Leaving every picture out, repeat all of the entries below exactly.

====== Input records ======

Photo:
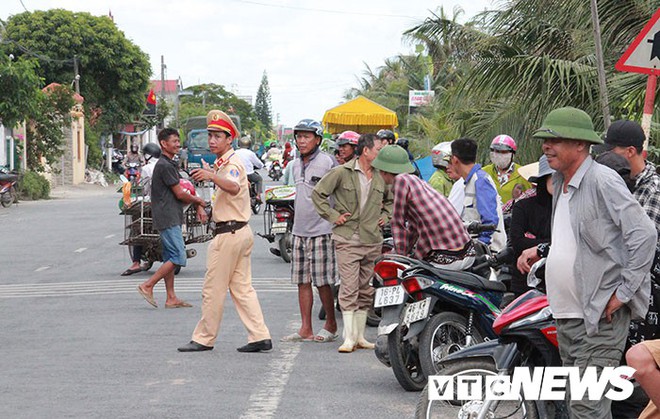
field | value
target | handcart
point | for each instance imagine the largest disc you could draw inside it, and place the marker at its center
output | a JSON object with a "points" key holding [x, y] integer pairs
{"points": [[139, 231]]}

======

> Response to this task
Photo:
field | value
target | handcart
point | for each instance imagine the largest disc you could draw inside it, and place the marker at its center
output | a JSON object with a "points" key holding [x, y] integer pairs
{"points": [[139, 231]]}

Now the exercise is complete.